* **Your task**: Output, with no changes, the span of lines that opens with the line containing "Teacher note: have the class pick out the boy's camo" and closes with the last line.

•••••

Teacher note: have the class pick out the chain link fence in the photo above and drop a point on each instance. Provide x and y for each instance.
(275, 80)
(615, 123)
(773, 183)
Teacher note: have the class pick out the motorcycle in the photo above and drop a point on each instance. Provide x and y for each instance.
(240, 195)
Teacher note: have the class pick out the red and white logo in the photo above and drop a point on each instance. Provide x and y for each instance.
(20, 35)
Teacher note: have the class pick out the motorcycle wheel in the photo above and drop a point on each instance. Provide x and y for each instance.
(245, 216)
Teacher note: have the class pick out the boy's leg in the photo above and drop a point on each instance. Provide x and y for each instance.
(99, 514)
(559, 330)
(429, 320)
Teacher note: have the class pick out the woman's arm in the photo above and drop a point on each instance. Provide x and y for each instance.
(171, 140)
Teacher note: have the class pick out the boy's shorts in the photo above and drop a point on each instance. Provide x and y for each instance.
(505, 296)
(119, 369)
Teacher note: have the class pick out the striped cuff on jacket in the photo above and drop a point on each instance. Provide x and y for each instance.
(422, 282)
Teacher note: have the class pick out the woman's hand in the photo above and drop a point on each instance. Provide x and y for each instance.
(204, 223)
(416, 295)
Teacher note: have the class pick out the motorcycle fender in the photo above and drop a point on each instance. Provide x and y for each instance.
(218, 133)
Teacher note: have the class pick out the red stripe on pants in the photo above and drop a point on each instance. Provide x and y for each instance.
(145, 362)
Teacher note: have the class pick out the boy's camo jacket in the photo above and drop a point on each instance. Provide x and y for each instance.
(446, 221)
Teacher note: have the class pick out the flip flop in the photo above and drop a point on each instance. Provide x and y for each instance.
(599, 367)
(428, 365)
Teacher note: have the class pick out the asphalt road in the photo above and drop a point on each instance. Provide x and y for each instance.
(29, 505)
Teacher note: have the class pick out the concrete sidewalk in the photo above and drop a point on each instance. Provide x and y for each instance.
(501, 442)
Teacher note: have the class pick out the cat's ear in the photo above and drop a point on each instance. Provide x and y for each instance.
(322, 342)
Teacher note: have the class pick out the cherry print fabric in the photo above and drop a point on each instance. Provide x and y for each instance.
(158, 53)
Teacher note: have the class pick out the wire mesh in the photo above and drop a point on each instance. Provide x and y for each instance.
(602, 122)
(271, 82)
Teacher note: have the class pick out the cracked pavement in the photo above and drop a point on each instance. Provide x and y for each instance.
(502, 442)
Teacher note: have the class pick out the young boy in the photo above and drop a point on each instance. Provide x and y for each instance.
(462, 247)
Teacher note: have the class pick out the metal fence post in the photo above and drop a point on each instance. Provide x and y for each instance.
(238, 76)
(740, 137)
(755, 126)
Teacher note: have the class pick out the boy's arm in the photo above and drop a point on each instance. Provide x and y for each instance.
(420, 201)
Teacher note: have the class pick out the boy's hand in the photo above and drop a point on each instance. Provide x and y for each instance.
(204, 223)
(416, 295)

•••••

* **Reply to the task**:
Teacher note: have the class pick out the boy's camo jacket in the photo above and drop a point on each instance. Provide x and y for each instance.
(446, 221)
Teacher note: have the class pick out the flip flop in the photo above and drop a point on each instance. Provide x and y for each instance.
(599, 367)
(428, 365)
Teacher note: have the class pick out the asphalt road in the photo above and drop a point on each instance. Provide x and y for each instance.
(29, 505)
Teacher note: have the class pick out the concrete sidewalk in the photo above and drop a point on each instance. Provide x and y for each instance.
(501, 442)
Teacher note: have the class pick out the cat's ear in the photo above and drop a point on each instance. Provide x and y for each instance.
(322, 342)
Teacher note: have the class pick out the cherry print fabric in the photo above and drop a point on each instance. Provide x and y for each instance.
(158, 53)
Teacher note: have the class pick out the wire mesh in the photo above and drop a point on each instance. Provide x and y for each instance.
(602, 122)
(271, 82)
Teacher note: have the class pick out the cracked pavement in the photo above and drop a point on each instance. Provide x and y for each instance.
(502, 442)
Teacher note: have the class pick out the young boy in the photo above and drop a point on each instance. Provide x and y for each instance.
(462, 247)
Teacher note: have the class pick out the metal fence post in the photo above and drop a point on each instance. Provide x and y for each instance.
(238, 76)
(740, 137)
(755, 126)
Teacher note: have the class pick out the boy's arm in the photo above and drop a point on each instance. Provide x and y for each instance.
(420, 201)
Teacher note: have the class pick out the boy's hand in the photo above and drop a point on each instance. Provide x and y for each instance.
(204, 223)
(416, 295)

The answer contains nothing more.